##### DATASET ENTRIES

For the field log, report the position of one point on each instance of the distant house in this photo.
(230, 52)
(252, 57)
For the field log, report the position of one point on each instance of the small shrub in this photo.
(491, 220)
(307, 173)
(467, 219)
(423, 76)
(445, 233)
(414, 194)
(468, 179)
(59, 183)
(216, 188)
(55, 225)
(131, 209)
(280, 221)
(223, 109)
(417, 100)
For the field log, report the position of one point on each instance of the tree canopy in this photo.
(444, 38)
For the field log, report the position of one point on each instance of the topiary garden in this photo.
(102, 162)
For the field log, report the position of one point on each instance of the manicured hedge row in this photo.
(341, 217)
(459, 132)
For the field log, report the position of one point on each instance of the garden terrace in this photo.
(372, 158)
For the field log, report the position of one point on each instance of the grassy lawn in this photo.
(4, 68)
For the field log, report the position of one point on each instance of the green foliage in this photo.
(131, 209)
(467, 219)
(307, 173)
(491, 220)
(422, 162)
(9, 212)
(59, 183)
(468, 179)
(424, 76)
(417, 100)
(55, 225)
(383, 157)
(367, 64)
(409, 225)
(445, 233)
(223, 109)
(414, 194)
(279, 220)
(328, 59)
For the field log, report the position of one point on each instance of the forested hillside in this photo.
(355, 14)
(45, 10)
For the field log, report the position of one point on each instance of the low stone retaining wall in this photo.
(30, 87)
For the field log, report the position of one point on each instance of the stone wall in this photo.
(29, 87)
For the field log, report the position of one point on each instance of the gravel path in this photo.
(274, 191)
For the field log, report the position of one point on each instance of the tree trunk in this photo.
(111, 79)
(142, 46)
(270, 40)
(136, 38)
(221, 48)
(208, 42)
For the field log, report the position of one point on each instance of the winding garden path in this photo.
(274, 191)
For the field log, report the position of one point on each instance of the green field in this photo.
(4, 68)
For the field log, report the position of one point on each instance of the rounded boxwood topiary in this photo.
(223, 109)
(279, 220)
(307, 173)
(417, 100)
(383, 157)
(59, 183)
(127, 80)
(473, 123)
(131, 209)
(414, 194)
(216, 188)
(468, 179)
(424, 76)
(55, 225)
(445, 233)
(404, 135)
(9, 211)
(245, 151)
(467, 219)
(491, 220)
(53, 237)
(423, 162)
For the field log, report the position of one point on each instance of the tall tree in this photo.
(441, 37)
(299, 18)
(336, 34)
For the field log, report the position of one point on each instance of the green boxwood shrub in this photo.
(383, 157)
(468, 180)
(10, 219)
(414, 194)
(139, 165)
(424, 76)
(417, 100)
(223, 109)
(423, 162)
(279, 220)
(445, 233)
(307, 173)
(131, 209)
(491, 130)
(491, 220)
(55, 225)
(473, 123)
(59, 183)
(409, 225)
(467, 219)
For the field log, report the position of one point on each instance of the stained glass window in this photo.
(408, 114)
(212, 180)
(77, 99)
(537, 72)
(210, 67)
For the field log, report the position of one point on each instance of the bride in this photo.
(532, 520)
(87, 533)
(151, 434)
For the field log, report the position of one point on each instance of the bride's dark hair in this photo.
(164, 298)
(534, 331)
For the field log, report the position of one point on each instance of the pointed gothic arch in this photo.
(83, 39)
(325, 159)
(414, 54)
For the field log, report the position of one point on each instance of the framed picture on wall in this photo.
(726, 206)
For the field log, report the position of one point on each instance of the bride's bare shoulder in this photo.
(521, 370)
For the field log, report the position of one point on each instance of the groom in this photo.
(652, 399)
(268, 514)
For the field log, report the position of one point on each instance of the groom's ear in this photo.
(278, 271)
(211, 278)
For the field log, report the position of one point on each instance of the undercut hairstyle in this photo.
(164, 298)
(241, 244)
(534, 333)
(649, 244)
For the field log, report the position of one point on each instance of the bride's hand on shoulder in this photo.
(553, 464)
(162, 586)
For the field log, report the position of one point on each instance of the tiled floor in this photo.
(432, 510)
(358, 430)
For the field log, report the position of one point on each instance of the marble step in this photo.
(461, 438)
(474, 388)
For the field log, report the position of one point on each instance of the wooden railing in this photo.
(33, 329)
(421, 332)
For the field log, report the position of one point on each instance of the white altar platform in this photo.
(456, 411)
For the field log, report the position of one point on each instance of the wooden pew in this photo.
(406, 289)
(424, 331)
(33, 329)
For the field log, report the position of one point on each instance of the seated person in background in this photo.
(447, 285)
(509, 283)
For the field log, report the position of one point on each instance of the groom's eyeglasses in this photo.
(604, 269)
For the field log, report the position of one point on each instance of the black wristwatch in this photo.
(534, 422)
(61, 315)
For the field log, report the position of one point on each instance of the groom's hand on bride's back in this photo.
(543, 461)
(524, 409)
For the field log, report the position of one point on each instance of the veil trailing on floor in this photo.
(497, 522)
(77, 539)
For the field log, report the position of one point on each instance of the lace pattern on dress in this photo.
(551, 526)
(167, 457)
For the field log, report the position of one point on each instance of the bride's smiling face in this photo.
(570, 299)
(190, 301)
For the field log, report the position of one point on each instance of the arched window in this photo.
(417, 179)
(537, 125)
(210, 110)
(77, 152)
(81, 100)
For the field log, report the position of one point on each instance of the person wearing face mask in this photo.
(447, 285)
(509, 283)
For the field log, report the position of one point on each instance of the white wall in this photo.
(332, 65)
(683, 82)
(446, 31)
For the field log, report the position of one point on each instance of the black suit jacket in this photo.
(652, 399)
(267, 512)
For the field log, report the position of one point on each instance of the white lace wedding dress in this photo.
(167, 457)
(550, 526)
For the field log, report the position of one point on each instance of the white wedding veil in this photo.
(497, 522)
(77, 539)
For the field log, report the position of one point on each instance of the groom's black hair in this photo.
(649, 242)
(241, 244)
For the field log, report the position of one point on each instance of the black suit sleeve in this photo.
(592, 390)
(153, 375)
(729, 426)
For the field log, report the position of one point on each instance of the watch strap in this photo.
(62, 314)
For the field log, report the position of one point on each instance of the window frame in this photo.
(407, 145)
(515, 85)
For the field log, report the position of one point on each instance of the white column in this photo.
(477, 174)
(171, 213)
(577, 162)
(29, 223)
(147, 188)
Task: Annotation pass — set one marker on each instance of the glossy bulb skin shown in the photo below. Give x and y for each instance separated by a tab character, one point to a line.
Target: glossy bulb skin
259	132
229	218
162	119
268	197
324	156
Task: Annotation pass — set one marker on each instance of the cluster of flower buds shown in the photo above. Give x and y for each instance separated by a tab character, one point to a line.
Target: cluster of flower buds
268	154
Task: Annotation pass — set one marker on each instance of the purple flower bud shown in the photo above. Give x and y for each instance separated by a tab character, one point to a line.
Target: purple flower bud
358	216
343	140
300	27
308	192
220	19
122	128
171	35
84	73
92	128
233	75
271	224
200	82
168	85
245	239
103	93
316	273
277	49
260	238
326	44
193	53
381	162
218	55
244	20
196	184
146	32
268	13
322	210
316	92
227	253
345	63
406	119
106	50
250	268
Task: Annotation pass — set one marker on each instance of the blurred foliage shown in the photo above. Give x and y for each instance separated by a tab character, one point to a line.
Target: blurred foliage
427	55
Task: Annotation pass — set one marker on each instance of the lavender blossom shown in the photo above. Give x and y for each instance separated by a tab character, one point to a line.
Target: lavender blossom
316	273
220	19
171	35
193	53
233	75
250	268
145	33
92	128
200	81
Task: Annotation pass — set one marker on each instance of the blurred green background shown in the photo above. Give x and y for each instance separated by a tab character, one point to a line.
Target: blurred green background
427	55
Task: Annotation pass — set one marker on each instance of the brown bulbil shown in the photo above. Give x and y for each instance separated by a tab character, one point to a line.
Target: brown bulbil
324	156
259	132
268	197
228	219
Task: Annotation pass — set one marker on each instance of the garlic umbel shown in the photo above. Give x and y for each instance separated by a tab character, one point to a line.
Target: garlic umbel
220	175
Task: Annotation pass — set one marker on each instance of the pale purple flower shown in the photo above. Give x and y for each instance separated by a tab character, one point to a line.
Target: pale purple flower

##########

## PROMPT
There is a line above that contains "Target: brown bulbil". Copy it and all later lines through the last, exactly, and leave out the rest.

## RESPONSE BELOW
Target: brown bulbil
324	156
259	132
268	197
228	219
Task: Annotation pass — set one marker on each instance of the garlic umbel shown in the photo above. Give x and y for each instance separated by a tab character, one point to a line.
Target: garlic umbel
220	175
Task: Annotation pass — set one marker on each instance of the pale purple flower shown in the photo above. Give x and y for each instance separated by a tab character, one point to a line.
Target: pale purple flower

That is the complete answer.